══ MATERIAL FOR THIS TASK

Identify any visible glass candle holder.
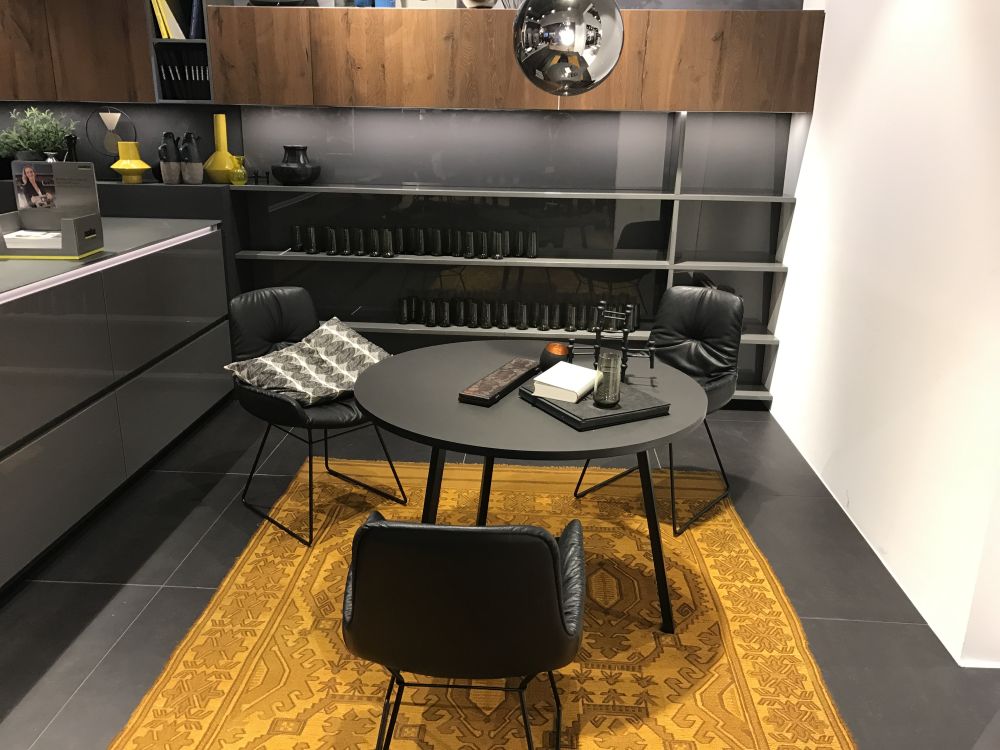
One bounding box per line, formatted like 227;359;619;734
594;349;622;409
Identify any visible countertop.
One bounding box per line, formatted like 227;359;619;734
0;217;219;304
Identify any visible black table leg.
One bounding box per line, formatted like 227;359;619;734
420;447;447;523
636;451;674;633
476;456;493;526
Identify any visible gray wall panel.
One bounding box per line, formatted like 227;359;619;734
116;322;232;476
102;232;228;378
0;395;125;584
0;274;114;451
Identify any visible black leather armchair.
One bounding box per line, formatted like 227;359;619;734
343;513;586;750
574;286;743;536
229;287;406;546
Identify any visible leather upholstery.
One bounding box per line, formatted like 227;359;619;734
229;286;365;429
229;286;319;361
650;286;743;413
343;512;585;680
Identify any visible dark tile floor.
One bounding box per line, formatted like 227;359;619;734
0;396;1000;750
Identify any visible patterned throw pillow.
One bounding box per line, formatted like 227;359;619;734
226;318;389;406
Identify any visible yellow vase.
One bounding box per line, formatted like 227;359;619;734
111;141;152;185
205;115;239;185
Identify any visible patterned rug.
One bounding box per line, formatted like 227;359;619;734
111;461;855;750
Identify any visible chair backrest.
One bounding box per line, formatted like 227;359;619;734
229;286;319;360
650;286;743;383
343;513;580;679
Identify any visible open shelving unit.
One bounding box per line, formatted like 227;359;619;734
232;112;807;402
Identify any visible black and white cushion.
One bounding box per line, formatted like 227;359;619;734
226;318;389;406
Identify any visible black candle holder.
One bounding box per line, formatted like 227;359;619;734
514;302;528;331
436;299;451;328
497;302;510;329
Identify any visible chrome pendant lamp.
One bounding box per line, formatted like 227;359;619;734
514;0;625;96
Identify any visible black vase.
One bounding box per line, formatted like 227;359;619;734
271;146;320;185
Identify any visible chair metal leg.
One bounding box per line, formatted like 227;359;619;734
549;672;562;750
379;672;406;750
375;675;396;750
517;675;535;750
573;458;639;500
240;424;313;547
636;451;674;633
476;456;494;526
323;424;407;505
667;419;729;536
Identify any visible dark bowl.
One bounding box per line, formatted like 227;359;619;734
271;164;319;185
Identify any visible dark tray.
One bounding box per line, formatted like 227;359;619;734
518;383;670;432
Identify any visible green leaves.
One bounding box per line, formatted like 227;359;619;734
0;107;77;157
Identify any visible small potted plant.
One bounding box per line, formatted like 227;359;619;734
0;107;76;172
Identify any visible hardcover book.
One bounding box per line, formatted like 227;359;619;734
458;357;538;406
519;383;670;432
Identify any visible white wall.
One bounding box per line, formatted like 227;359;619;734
771;0;1000;666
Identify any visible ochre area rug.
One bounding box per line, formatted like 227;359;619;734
111;461;854;750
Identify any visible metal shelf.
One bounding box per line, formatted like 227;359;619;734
232;185;795;203
670;260;788;273
352;320;649;342
236;250;669;271
343;320;778;346
236;250;788;273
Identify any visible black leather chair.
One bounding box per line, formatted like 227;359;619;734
343;513;586;750
574;286;743;536
229;287;406;546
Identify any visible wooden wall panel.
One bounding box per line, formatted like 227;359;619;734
44;0;156;102
211;6;316;105
0;0;56;101
207;6;824;112
561;10;824;112
310;8;557;109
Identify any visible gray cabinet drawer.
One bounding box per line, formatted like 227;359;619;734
101;231;228;378
116;322;232;476
0;395;125;584
0;274;114;451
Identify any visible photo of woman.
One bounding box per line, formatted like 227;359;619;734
14;164;56;208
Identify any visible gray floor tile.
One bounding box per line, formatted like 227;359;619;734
0;583;156;750
32;589;212;750
152;400;270;474
803;619;1000;750
167;476;288;588
736;492;923;623
29;471;243;584
672;414;829;497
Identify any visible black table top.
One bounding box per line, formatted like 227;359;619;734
354;340;708;460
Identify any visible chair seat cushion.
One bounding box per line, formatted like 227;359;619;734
696;373;736;414
226;318;389;407
304;396;367;429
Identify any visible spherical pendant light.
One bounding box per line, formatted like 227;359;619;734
514;0;625;96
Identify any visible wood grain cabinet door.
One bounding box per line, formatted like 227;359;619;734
0;0;56;101
310;8;558;110
42;0;156;102
205;6;310;105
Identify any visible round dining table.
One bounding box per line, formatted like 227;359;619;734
354;339;708;633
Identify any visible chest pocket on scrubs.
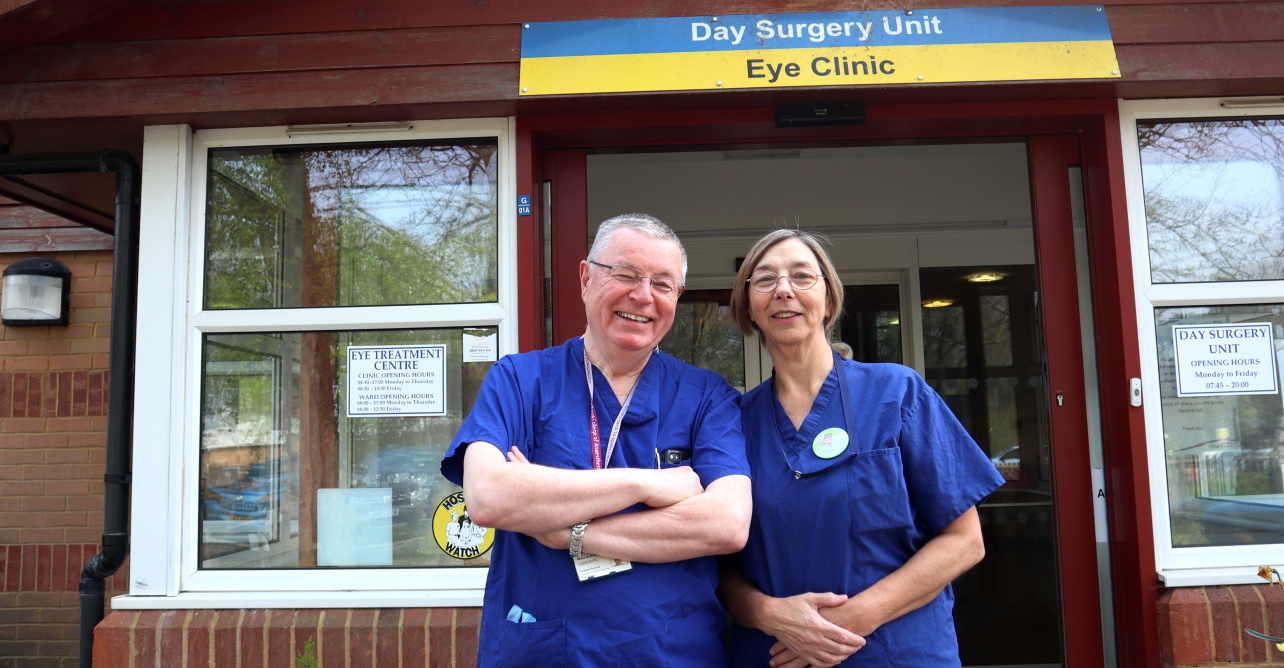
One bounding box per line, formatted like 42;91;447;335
494;619;568;665
847;448;913;534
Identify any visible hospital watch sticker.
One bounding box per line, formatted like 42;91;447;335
433;492;494;559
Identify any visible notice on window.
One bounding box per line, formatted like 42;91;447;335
1172;322;1279;397
348;344;446;418
464;329;499;362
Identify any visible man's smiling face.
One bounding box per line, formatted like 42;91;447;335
579;227;682;352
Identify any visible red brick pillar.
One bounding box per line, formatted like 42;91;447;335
1159;583;1284;668
94;608;482;668
0;251;127;665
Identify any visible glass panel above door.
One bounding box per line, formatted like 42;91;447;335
833;285;903;364
1136;118;1284;283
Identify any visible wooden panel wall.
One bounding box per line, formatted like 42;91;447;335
0;0;1284;122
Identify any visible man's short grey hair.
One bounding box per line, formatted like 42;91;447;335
588;213;687;278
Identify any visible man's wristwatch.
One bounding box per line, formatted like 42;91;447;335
570;520;588;559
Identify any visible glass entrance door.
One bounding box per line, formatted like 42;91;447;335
546;137;1113;668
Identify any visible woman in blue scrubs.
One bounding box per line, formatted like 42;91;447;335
720;230;1003;668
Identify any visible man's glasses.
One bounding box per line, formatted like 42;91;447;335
747;270;822;293
588;259;683;299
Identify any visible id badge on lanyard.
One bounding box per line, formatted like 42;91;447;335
571;352;637;582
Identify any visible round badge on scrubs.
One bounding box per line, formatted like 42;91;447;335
811;426;847;459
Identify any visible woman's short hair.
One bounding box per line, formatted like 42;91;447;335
731;230;842;338
588;213;687;278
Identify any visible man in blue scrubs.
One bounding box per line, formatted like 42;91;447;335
442;215;751;667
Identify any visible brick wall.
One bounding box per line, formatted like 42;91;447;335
0;251;127;668
94;608;482;668
1159;582;1284;668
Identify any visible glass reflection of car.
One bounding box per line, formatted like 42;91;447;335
204;464;281;533
352;447;437;522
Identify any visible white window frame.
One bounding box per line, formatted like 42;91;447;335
1120;98;1284;587
120;117;517;609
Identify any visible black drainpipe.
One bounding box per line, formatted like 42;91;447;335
0;150;141;668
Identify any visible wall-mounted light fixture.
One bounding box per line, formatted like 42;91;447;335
0;257;72;328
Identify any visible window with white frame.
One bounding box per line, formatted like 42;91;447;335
131;119;516;606
1121;100;1284;585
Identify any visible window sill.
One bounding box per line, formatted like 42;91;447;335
112;590;482;610
1159;567;1266;588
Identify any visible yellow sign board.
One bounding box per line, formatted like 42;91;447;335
520;6;1120;95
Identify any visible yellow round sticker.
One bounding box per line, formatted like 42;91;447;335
433;492;494;559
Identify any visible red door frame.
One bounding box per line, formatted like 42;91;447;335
1027;135;1102;665
517;100;1159;668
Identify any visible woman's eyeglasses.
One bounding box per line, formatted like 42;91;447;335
749;270;822;293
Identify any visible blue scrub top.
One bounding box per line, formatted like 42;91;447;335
442;338;749;667
732;361;1003;668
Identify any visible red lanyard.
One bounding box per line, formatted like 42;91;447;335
584;339;654;469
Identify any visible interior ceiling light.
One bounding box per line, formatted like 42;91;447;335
1217;98;1284;109
723;149;803;161
0;257;72;328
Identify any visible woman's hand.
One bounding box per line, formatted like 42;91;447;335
763;592;865;668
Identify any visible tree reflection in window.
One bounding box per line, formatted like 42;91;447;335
205;140;498;308
1138;119;1284;283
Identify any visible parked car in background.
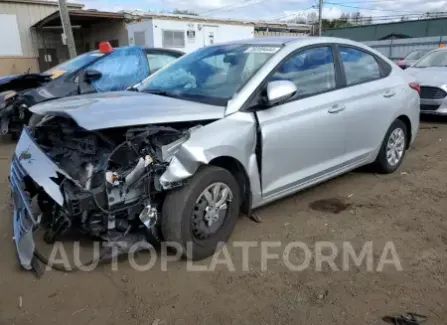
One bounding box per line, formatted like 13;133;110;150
405;48;447;115
11;37;419;269
397;49;433;69
0;42;183;136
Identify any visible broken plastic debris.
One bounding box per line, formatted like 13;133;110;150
382;313;427;325
106;171;120;185
144;155;154;167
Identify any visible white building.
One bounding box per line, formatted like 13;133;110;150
0;0;311;77
125;12;310;52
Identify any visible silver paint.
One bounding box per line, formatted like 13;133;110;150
30;91;225;130
15;129;73;206
405;65;447;116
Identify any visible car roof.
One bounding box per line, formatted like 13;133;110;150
216;36;374;47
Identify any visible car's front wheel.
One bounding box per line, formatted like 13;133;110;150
161;166;240;260
375;120;408;174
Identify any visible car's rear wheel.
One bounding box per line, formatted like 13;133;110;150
374;120;408;174
161;166;240;260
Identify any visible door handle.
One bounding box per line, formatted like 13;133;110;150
328;104;346;114
383;90;396;98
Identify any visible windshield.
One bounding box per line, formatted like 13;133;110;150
138;44;280;106
44;51;104;74
405;50;428;60
414;50;447;68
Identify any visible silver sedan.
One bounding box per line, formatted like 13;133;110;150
11;37;420;268
405;48;447;115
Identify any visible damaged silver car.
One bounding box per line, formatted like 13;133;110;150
11;38;419;269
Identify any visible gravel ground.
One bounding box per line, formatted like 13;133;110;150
0;118;447;325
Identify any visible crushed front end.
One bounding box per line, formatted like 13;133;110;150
10;116;190;269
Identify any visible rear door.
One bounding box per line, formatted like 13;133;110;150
337;45;402;161
256;45;346;199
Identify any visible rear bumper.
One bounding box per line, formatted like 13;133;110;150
421;85;447;115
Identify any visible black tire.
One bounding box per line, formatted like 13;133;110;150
161;166;241;260
373;120;408;174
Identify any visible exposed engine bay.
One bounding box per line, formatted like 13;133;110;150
27;116;198;258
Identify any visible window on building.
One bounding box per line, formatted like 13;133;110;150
133;30;146;46
146;53;177;73
95;39;120;50
340;47;380;86
162;30;185;49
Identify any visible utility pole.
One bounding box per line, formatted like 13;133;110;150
318;0;323;36
59;0;77;59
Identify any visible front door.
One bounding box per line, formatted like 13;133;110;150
256;47;346;199
39;49;59;72
338;45;406;162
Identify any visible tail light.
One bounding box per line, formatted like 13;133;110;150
409;82;421;95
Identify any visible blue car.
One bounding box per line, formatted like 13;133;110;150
0;42;184;137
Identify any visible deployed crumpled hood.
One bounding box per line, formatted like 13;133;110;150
405;67;447;86
30;91;225;130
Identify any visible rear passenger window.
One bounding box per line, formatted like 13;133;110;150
339;47;381;86
269;47;336;98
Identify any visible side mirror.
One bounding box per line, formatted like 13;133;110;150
267;80;298;105
84;70;102;83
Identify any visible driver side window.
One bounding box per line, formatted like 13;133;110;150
268;47;336;98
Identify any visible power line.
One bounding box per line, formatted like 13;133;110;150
325;2;424;15
199;0;269;15
328;0;397;4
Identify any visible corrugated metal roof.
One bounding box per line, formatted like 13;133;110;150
322;18;447;41
122;11;312;30
1;0;84;8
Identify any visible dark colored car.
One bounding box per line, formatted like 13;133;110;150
0;42;184;137
397;49;433;69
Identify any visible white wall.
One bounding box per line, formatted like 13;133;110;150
127;19;254;53
126;20;154;47
0;14;23;56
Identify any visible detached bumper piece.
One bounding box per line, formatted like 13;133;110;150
10;156;38;270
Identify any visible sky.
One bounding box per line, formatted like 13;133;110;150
73;0;447;22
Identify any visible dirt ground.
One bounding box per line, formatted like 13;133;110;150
0;118;447;325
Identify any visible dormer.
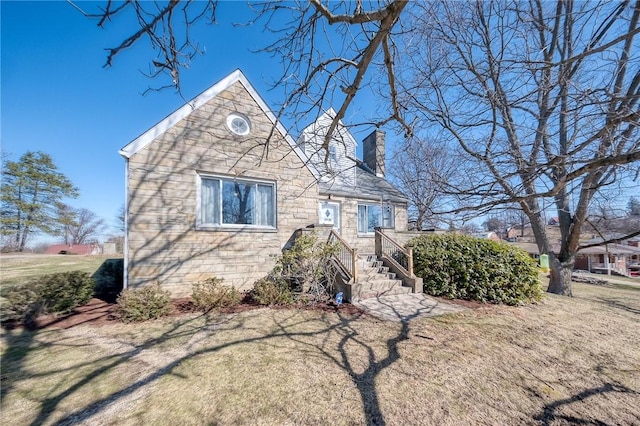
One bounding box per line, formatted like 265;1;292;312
298;108;356;185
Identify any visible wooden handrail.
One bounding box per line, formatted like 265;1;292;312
327;229;358;282
375;228;415;278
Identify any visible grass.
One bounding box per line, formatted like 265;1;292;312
0;284;640;425
0;254;121;286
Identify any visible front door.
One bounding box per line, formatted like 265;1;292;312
318;201;340;233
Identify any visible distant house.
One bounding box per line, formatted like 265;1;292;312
44;244;102;255
472;231;502;241
120;70;420;297
575;235;640;277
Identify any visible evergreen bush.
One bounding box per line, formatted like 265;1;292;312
251;275;293;306
191;277;242;312
118;284;171;322
1;271;95;323
407;234;542;305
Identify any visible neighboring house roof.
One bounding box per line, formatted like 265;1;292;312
578;244;640;255
584;232;640;245
319;165;409;203
44;244;100;254
119;69;319;179
507;242;540;254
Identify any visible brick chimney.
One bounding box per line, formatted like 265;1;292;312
362;130;385;177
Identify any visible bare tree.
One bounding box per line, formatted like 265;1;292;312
56;202;78;245
56;203;107;245
70;208;107;244
389;137;455;231
402;1;640;295
77;0;411;151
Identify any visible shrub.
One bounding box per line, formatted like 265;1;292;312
251;276;293;305
407;234;542;305
93;259;124;303
191;277;242;311
2;271;95;323
118;284;171;322
40;271;95;314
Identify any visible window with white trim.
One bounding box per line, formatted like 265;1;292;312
198;176;276;228
358;204;394;234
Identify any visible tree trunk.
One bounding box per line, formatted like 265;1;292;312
547;254;576;296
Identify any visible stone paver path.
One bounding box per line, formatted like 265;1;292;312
354;293;467;322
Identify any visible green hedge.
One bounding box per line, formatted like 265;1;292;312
118;285;171;322
1;271;95;323
407;234;542;305
191;277;242;312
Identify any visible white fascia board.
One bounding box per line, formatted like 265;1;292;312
118;69;319;179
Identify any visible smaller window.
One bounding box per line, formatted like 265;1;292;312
358;204;394;234
227;112;251;136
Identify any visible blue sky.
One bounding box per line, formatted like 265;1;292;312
0;1;380;243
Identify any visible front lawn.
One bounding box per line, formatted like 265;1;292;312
1;284;640;425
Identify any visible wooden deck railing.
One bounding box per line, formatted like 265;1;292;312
376;228;415;278
328;230;358;283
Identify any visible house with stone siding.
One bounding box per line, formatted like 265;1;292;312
120;70;418;297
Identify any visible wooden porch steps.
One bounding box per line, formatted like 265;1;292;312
351;254;411;301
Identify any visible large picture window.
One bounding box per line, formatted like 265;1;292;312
358;204;394;234
198;176;276;228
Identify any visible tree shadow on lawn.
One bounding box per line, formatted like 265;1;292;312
3;298;440;425
534;383;640;426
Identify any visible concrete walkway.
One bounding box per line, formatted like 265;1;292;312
354;293;467;322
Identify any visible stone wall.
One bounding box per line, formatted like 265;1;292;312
127;83;318;297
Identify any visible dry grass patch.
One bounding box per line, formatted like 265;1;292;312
1;285;640;425
0;254;118;286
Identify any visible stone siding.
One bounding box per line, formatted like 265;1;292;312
320;196;407;254
127;83;318;297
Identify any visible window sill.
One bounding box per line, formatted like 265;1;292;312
196;225;278;234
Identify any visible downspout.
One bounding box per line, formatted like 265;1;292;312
122;157;129;289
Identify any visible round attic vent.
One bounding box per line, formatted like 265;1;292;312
227;112;251;136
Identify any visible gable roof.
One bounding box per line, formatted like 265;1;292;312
118;69;319;179
318;164;409;203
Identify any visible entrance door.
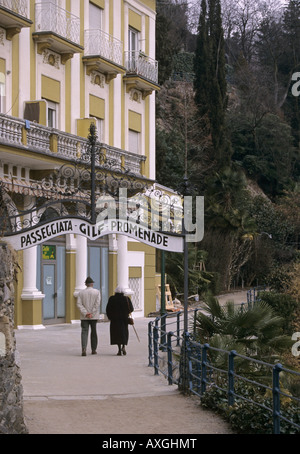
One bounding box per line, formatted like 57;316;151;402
42;244;66;325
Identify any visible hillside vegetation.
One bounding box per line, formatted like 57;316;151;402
156;0;300;300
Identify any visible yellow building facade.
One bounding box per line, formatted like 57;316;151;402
0;0;159;329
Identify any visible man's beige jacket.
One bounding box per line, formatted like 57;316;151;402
77;287;101;320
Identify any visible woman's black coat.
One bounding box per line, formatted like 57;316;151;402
106;293;133;345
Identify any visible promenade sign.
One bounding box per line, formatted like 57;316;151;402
5;217;184;252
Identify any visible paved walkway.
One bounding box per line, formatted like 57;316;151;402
16;306;237;436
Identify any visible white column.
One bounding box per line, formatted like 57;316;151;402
21;246;45;300
117;235;133;295
74;235;87;296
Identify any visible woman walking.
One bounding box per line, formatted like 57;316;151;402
106;287;133;356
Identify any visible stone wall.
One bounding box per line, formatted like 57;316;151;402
0;243;28;434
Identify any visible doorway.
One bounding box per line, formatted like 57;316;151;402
41;243;66;325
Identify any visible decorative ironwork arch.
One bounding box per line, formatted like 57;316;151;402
0;123;180;236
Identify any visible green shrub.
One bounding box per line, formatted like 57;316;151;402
259;292;298;334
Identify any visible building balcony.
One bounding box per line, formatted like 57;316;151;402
0;0;32;40
0;114;146;176
32;2;83;64
124;51;159;97
82;30;125;82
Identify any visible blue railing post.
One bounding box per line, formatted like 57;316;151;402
176;311;181;346
272;364;282;434
193;309;199;336
153;326;159;375
167;331;173;385
195;344;201;395
185;332;193;391
228;350;237;407
201;344;209;395
160;314;167;351
148;322;153;367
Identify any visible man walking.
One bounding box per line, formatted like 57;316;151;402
77;277;101;356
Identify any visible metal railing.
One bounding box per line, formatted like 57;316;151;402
0;0;28;19
124;51;158;83
84;30;123;66
0;114;146;175
35;2;80;45
148;288;300;434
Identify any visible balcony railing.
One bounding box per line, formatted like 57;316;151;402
84;30;123;66
0;114;146;175
125;51;158;84
35;2;80;45
0;0;28;18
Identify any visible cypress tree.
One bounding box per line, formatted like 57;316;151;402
194;0;231;169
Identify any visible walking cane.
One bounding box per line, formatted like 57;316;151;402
132;325;140;342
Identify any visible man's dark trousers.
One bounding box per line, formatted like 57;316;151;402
81;320;98;352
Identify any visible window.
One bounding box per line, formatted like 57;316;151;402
47;101;58;128
128;28;139;52
89;3;102;30
90;115;104;142
0;72;5;113
128;129;140;154
127;28;139;72
0;79;5;113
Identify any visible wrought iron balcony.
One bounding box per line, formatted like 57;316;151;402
0;114;146;175
0;0;32;40
125;51;158;84
32;2;83;63
82;29;125;82
124;51;159;98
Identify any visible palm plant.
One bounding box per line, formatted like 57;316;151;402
195;295;291;369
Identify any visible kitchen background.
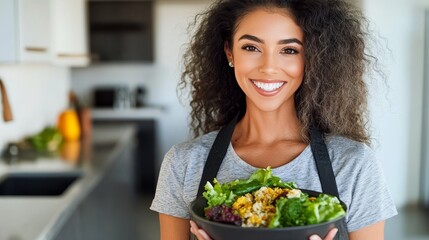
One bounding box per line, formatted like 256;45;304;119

════

Rewrite the lines from the one containing "Identify any visible cypress tree." through the one containing "132;325;140;342", both included, substituting "walking stick" for "walking cane" and leaving everything else unchanged.

Identify any visible cypress tree.
One bounding box per line, formatted like 57;316;151;402
194;0;231;169
Identify any visible walking stick.
One bounding box per line, formatted like 57;316;151;402
132;325;140;342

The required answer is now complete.